▶ RECORDS:
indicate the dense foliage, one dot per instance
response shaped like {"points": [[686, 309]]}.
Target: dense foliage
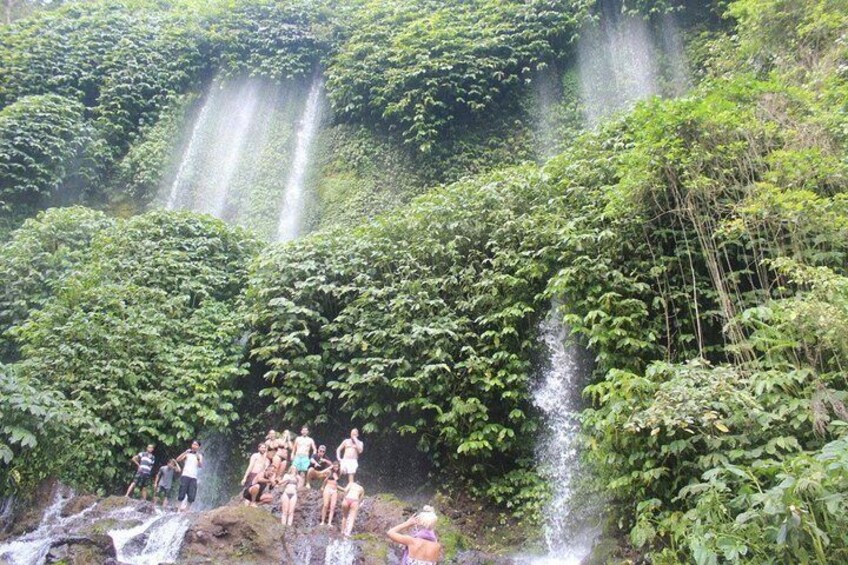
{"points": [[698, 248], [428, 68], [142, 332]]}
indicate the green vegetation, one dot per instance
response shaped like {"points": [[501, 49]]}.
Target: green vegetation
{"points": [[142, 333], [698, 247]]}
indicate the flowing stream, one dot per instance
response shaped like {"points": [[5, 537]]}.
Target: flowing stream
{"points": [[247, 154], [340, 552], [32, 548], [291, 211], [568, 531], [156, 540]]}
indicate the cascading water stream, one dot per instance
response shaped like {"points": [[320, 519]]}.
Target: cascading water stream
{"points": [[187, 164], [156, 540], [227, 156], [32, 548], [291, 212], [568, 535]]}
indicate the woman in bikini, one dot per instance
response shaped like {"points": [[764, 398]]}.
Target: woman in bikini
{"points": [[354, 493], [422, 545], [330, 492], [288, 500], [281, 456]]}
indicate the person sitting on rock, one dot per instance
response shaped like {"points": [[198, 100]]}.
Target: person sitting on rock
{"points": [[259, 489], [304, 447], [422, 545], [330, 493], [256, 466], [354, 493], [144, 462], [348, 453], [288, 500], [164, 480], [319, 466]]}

▶ WORK TASK: What lines in the material mention "indicate"? Copy every one of them.

▶ OUTPUT:
indicate the dense foliage, one dot per instance
indicate the green vegetation, one dot per instance
indicate the flowing stream, one dot per instance
indicate the cascading water stream, one dot per instance
indicate the woman in bikini, one dot per instance
indicate the person sitting on rock, one dot per instance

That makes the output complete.